To do:
(1) Translate this sentence from the biography of Jeanne Dietsch into Spanish: "Dietsch was born in Kenton, Ohio, and grew up in Marion, Ohio."
(2) According to the biography of Jeanne Dietsch, which New Hampshire Senate district did she represent?
(3) Edit the biography of Jeanne Dietsch by rewriting the passage starting with "Jeanne Dietsch (born" and going on through "2018 to 2020.", with "businesswoman" swapped for "entrepreneur".

American politician and technology entrepreneur (born 1952)

Jeanne Dietsch (born April 16, 1952) is an American former politician and businesswoman who served as a Democratic member of the New Hampshire Senate, representing the 9th district from 2018 to 2020.

== Early life and career ==
Dietsch was born in Kenton, Ohio, and grew up in Marion, Ohio.

Before entering politics, Dietsch worked in the technology sector and later became involved in a local sub-committee in Peterborough, NH.
Dietsch co-founded a robotics company and conducting internet market research, including early articles pertaining to e-commerce.

== Government service ==
Dietsch unsuccessfully ran for State Senate in New Hampshire in 2016, losing in the primary to Lee Nyquist.

Records drawn from a dataset:
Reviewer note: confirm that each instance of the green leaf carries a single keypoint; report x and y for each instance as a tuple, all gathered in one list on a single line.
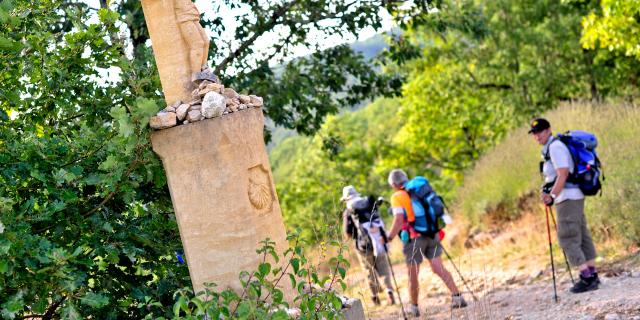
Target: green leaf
[(295, 263), (70, 312), (244, 309), (278, 296), (94, 300), (280, 315), (4, 266), (264, 268)]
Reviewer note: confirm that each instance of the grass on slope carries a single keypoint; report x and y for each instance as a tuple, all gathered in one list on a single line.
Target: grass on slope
[(510, 171)]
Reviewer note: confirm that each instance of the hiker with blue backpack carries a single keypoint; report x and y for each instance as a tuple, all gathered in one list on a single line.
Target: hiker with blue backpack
[(571, 170), (418, 219), (362, 223)]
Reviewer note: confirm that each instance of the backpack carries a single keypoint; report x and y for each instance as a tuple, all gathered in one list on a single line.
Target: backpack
[(428, 207), (360, 215), (587, 168)]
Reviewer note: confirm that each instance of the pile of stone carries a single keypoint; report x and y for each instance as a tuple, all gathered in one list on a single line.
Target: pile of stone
[(210, 100)]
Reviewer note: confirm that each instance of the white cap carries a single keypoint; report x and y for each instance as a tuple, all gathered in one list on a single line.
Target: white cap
[(348, 192)]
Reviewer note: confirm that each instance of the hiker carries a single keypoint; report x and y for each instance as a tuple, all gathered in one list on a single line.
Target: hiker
[(362, 223), (417, 246), (573, 234)]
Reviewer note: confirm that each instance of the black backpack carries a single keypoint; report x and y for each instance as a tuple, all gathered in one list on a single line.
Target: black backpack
[(369, 213)]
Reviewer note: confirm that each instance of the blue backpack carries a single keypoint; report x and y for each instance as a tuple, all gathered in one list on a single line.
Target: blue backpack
[(428, 207), (587, 167)]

Answers for each item:
(1) Dietsch nació en Kenton, Ohio, y creció en Marion, Ohio.

(2) The 9th district.

(3)
Jeanne Dietsch (born April 16, 1952) is an American former politician and entrepreneur who served as a Democratic member of the New Hampshire Senate, representing the 9th district from 2018 to 2020.